## WHAT TO PRODUCE
Return, unchanged, the lines of the rows below, starting with the line that contains "Target: shirt collar" and going on through the final line of the rows.
═════ RECORDS PROVIDED ═════
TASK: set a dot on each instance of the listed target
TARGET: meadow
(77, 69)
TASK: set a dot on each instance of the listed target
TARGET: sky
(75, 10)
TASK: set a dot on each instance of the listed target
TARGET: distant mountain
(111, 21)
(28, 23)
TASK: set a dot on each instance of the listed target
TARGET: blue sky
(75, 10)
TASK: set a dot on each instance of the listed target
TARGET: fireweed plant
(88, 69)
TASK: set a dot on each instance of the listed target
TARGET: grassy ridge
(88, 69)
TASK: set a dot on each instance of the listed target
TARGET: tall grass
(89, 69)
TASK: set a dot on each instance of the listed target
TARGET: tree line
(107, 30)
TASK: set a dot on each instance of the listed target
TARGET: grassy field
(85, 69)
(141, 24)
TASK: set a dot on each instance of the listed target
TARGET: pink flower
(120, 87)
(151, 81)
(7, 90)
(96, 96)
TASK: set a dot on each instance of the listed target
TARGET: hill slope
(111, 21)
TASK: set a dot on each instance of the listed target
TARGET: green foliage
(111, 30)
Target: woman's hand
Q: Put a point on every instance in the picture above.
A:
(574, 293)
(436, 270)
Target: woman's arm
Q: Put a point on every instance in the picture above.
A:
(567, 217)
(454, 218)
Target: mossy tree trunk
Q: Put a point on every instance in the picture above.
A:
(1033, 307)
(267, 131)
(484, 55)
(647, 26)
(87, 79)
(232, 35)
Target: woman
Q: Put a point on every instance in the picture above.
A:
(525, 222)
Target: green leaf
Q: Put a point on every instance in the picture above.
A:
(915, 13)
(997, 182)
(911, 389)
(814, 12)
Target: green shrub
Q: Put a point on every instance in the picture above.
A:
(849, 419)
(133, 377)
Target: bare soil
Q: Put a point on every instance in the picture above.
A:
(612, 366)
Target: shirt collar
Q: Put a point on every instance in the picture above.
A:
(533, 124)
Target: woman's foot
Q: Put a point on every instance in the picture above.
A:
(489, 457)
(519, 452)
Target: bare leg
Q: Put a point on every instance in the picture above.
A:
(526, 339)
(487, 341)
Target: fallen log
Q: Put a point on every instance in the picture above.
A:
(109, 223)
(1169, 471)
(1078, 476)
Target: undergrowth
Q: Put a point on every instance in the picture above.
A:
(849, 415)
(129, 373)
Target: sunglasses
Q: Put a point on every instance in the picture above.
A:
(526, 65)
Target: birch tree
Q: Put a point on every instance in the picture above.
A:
═════
## ANSWER FOR THIS EXERCISE
Target: shirt collar
Q: Put a point on every instance in the picture above.
A:
(533, 124)
Target: woman's foot
Q: Put a point on every instance in the picture above.
A:
(489, 457)
(519, 452)
Target: bare leg
Q: Put a point on every instance in the picture above.
A:
(526, 339)
(487, 341)
Target: fallen log
Q: Put a point on every instance in the picture above.
A:
(109, 223)
(1169, 471)
(1078, 476)
Target: undergrowth
Q: Put a point on every instance in the picture above.
A:
(849, 415)
(129, 373)
Target: sunglasses
Q: Put a point on every instance in the picture above.
A:
(526, 65)
Target: birch tree
Q: Put a point on every instance in the picture above.
A:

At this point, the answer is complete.